*EXERCISE REQUIREMENTS*.
**1.** Decide whether each statement agrees with the health care sector text: (a) private-sector pricing is based on marginal cost; (b) government pricing is based on maximizing profit; (c) public goods are described as rival and excludable. Answer each with yes or no and quote the words of the text that settle it.
**2.** Reproduce the part of the health care sector text from "The public sector is" up to and including "other Medicare facilities.", word for word.

··· EXTRACT

HEALTH CARE SECTOR

Healthcare sector is one of the widely appreciated sections of the economy across the whole world. It covers both the public and private sector of the society and comprise of mainly provision of services and prescription of drugs at a cost. It is therefore important that a comparison of the commercial aspects of the private and public healthcare provision is critically assessed. The private sector commercial practices involve different pricing policy from the public enterprises’ case (Kongstvedt, 2003). Consider the case of midwifery services which is one of the most sensitive services that determines the safe delivery for the mother and the newborn. The cost of accessing this service in private healthcare facilities are relatively different from public healthcare centers’ charges. The pricing policy of the private sector is based on marginal cost pricing in which any additional unit is equated to the amount of resources utilized. On the other hand, the government pricing is based on the social benefit principle. The private sector operates on a perfectly competitive market structure where the forces of demand and supply regulate the supply of services and the pricing. Midwifery is a high demand service since there is no option for expectant mothers and this has always been reflected from the high rate of birth related deaths in sub-Saharan Africa where women still lack such facilities (Wunderlich, National Research Council (U.S.) & National Academies Press (U.S.), 2010). In the private sector the demand curve can be explained using the diagram below

From the economic cost of production perspective, the price is equal to marginal cost which also represents the supply curve. It can be observed from research that increasing the charges is likely to reduce the number of people seeking medical care from the private sector as reflected by the slump in demand. It is also common to experience movement a long the demand curve as exhibited by market characteristics

A shift in the demand or supply curve in this sector and with particular focus to this kind of service can be explained by exploring many factors that surround healthcare sector. The greatest of all in this service is the increase in price. In the private sector, the marginal cost is equivalent to price and is always represented by a straight line. In that respect, an increase in cost of delivery will likely lock out many people and compel them to resort to public healthcare facilities which are relatively cheaper and this is what is reflected by the fall in number of expectant mothers (Botman, Porter & International Monetary Fund, 2008) .Another factor that will lead to a shift a long the demand curve is the quality of the delivery services. For instance, in private hospitals, the bed spaces and the post delivery nursing and free commuting to the clients homes. In the case of a fall in quality, people tend to divert to other places to seek medical care.

The public sector is relatively cheaper since the pricing policy is based on the social welfare of the society. Public goods are different from the private goods in many ways. The public goods including services are non- rival and non-excludable. For instance it is, public hospitals are open to any citizen at a relatively cheaper cost (Morris, Devlin & Parkin, 2007). On the other hand, people don’t need to compete for the public goods since every individual is entitled to the governments care. It has however been found out that the monopoly enjoyed by the public healthcare forces people to accept any charge albeit the relatively lower charges compared to private hospitals. The non-excludability of public healthcare providers has always lead to straining of the facilities like the bed spaces and other Medicare facilities.

In summary midwifery services are cheaper in the public sector than the private sector. The cost differential in the two sectors is as a result of submarket structures that surround health care sector.

······
··· LISTED ENTRIES

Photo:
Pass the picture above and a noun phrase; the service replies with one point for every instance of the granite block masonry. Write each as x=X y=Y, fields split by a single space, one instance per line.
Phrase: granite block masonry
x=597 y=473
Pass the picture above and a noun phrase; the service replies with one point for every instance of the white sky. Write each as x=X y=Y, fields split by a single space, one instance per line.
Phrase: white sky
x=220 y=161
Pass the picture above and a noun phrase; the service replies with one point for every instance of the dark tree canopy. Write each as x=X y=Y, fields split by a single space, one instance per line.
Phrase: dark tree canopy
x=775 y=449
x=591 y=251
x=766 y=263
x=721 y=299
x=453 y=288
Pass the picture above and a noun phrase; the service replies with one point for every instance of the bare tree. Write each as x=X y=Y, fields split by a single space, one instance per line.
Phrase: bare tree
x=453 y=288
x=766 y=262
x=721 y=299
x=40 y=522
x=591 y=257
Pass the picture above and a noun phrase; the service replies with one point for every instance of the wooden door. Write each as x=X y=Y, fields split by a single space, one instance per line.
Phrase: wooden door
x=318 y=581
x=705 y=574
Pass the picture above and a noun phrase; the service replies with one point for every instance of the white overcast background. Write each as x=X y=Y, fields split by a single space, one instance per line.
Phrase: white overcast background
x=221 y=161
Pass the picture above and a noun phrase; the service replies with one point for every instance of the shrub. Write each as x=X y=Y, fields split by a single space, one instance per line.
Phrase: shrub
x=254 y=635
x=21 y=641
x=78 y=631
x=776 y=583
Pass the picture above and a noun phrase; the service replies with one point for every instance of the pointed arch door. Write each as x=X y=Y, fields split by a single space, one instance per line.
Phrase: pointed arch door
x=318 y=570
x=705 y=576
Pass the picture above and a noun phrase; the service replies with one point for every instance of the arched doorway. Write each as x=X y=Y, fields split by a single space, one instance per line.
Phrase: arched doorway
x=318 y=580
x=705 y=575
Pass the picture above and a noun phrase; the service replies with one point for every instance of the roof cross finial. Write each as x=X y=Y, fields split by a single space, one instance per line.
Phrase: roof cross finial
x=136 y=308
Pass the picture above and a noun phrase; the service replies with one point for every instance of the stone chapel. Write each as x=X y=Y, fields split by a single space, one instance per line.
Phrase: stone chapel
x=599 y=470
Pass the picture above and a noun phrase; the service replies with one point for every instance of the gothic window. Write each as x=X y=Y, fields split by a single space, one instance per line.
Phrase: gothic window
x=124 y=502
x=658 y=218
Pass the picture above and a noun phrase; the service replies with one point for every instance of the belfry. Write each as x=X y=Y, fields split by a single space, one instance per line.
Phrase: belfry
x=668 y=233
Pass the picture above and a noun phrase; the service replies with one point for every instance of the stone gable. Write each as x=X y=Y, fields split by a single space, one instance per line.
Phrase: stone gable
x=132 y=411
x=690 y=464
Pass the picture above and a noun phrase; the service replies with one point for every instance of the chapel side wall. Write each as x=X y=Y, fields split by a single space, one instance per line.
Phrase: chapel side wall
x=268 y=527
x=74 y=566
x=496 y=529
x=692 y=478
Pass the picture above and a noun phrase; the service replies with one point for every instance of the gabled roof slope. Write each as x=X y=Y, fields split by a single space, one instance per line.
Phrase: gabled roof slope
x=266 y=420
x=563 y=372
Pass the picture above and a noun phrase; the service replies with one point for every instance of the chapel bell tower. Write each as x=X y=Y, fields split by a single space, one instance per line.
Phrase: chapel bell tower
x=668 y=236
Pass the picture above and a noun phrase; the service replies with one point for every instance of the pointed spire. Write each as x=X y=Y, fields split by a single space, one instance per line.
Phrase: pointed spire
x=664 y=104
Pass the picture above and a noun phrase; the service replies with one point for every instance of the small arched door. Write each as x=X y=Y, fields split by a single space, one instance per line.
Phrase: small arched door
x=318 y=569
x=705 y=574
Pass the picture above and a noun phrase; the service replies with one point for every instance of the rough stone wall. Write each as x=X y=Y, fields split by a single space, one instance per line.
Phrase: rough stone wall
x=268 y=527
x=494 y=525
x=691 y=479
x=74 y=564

······

*ANSWERS TO EACH TASK*.
**1.**
(a) Yes: "The pricing policy of the private sector is based on marginal cost pricing"
(b) No: "the government pricing is based on the social benefit principle"
(c) No: "The public goods including services are non- rival and non-excludable."

**2.**
The public sector is relatively cheaper since the pricing policy is based on the social welfare of the society. Public goods are different from the private goods in many ways. The public goods including services are non- rival and non-excludable. For instance it is, public hospitals are open to any citizen at a relatively cheaper cost (Morris, Devlin & Parkin, 2007). On the other hand, people don’t need to compete for the public goods since every individual is entitled to the governments care. It has however been found out that the monopoly enjoyed by the public healthcare forces people to accept any charge albeit the relatively lower charges compared to private hospitals. The non-excludability of public healthcare providers has always lead to straining of the facilities like the bed spaces and other Medicare facilities.